***** Entries shown
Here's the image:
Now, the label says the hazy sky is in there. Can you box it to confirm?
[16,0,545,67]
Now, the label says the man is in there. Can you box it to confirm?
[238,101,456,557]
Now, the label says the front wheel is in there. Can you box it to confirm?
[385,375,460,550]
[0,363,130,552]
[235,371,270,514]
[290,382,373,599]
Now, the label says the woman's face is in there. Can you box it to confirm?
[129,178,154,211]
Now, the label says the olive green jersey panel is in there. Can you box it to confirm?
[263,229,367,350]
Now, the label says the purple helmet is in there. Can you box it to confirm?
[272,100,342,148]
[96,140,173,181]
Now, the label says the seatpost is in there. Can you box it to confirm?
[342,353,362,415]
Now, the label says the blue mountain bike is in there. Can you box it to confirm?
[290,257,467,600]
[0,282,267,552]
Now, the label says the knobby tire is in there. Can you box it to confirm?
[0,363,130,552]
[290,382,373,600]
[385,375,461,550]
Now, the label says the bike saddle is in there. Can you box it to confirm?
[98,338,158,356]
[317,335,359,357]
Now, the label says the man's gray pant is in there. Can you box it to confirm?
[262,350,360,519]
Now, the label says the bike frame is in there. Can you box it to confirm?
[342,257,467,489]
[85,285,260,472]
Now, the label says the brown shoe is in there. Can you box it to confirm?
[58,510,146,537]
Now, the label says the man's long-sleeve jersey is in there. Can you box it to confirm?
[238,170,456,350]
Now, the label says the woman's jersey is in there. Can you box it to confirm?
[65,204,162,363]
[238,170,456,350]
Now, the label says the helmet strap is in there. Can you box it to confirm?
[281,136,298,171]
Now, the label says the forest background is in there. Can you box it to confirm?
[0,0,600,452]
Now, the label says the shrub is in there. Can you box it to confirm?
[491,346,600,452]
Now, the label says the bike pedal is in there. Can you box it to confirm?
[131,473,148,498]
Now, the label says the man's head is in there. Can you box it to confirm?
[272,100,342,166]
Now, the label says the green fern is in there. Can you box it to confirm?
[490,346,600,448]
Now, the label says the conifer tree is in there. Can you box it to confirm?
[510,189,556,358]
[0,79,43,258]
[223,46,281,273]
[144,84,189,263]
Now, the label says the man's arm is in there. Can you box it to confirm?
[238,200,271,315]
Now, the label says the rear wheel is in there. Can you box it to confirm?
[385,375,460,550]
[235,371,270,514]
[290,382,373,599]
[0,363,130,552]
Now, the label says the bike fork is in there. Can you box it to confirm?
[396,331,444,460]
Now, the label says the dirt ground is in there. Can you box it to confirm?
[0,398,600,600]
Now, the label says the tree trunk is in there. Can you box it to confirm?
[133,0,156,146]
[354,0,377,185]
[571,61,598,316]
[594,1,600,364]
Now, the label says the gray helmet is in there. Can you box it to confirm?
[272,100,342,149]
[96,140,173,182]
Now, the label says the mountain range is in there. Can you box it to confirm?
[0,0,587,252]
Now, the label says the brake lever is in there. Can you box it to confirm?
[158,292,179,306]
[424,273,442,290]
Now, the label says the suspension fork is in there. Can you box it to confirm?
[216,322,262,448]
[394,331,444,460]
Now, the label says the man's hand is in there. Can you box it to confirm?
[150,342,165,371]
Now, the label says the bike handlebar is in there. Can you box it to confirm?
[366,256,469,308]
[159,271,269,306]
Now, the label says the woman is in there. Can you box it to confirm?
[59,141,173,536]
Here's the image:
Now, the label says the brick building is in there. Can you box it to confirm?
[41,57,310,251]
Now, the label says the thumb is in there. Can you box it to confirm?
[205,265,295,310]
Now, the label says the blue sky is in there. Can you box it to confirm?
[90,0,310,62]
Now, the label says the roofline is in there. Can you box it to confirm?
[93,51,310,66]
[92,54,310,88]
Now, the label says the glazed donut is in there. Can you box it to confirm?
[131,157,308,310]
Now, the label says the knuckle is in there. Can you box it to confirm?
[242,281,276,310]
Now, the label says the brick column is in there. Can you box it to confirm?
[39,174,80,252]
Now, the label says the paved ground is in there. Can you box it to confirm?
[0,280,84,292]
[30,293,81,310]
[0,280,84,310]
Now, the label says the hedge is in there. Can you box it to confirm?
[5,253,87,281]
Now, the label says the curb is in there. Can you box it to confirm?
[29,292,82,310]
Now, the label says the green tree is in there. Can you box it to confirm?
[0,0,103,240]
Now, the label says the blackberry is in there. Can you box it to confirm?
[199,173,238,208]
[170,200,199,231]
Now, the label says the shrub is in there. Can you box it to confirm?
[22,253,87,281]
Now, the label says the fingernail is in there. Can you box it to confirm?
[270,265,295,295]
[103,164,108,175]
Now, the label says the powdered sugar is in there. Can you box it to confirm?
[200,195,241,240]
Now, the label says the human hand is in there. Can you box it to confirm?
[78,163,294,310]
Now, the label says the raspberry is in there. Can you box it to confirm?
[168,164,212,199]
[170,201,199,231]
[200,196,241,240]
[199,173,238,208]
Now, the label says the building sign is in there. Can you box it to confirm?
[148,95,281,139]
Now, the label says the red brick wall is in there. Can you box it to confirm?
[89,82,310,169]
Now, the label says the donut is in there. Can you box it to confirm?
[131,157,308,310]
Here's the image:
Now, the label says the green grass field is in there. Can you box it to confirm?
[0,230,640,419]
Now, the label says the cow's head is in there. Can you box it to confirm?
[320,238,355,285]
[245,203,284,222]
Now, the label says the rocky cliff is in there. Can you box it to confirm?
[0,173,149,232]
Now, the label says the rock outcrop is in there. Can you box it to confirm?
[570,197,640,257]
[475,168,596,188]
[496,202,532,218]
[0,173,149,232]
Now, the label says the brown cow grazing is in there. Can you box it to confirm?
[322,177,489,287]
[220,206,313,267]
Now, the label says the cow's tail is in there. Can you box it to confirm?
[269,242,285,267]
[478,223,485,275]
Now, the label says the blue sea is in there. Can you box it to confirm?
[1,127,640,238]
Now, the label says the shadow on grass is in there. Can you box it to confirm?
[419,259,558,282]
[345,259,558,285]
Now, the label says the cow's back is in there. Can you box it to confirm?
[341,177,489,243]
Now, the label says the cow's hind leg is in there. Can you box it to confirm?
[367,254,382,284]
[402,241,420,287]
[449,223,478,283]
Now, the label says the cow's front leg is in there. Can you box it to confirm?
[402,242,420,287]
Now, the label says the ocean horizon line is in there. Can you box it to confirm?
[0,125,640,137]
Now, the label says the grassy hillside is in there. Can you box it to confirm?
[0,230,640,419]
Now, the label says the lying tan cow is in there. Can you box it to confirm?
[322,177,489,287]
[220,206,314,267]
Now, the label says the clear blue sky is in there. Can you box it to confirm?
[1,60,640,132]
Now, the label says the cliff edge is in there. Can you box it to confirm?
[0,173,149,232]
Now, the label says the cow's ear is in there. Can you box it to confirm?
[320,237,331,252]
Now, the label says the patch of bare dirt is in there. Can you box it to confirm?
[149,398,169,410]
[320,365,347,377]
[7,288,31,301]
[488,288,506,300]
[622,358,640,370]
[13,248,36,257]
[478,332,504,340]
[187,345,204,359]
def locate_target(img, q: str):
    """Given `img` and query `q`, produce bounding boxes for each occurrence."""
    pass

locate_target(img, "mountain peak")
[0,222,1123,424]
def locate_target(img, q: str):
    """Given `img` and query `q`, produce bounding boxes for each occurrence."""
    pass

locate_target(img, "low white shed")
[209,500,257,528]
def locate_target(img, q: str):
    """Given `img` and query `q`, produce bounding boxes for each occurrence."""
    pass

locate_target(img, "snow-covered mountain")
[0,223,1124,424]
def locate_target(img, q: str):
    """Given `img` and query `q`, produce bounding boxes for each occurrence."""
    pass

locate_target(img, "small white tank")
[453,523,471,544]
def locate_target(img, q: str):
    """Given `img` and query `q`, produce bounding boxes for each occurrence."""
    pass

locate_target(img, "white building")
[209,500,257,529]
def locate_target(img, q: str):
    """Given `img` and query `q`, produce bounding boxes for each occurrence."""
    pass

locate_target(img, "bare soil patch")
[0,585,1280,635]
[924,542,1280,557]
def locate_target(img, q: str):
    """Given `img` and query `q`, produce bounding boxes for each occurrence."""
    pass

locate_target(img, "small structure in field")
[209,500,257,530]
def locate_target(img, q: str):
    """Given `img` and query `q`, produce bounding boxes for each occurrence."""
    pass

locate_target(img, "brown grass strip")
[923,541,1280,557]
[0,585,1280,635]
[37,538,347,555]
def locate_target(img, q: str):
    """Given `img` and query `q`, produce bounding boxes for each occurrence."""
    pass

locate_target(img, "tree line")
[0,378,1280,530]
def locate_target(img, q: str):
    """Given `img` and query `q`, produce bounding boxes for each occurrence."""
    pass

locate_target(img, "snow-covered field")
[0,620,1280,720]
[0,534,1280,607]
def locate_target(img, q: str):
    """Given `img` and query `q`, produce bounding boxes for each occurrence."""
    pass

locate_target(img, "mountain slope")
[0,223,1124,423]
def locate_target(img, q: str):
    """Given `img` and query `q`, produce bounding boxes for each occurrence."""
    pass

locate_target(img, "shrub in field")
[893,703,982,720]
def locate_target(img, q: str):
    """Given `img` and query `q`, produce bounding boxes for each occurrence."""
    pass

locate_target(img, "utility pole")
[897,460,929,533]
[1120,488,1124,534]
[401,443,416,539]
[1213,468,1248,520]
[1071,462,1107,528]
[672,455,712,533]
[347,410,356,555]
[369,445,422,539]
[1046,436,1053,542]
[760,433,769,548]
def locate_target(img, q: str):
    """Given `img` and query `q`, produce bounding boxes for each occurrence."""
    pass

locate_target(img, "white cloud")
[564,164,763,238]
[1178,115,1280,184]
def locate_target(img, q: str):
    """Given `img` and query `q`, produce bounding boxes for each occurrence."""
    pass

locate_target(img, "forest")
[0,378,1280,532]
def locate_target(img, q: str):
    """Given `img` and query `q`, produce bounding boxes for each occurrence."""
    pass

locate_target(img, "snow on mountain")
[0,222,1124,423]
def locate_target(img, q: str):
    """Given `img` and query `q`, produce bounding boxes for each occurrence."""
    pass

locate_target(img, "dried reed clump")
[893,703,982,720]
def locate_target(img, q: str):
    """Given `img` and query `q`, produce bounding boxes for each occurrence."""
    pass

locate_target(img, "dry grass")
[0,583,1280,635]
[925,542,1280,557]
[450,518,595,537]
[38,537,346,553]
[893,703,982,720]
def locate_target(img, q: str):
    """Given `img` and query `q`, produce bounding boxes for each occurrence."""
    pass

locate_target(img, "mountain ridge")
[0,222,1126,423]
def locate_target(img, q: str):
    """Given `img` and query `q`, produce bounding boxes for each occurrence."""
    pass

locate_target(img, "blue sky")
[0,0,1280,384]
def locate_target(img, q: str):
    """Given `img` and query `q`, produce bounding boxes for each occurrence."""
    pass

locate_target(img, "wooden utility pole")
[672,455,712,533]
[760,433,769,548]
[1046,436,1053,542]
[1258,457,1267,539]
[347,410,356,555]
**********
## Goal
Reproduce the lines verbatim, beginning at the line that contains "Now, the label says the purple" and stopping after the line that contains "[385,375,461,550]".

## Reply to the exercise
Now, the label says the purple helmet is in there. Can you box it to confirm?
[272,100,342,148]
[96,140,173,181]
Now, the label says the seatpost is in there. Can you box it to confirm?
[342,353,362,415]
Now, the label says the blue mountain bike is in there. Can you box it to confirm?
[290,257,467,600]
[0,282,267,552]
Now, the label says the knobby tire is in there. Can you box it to confirm?
[0,363,130,552]
[290,382,373,600]
[385,375,461,550]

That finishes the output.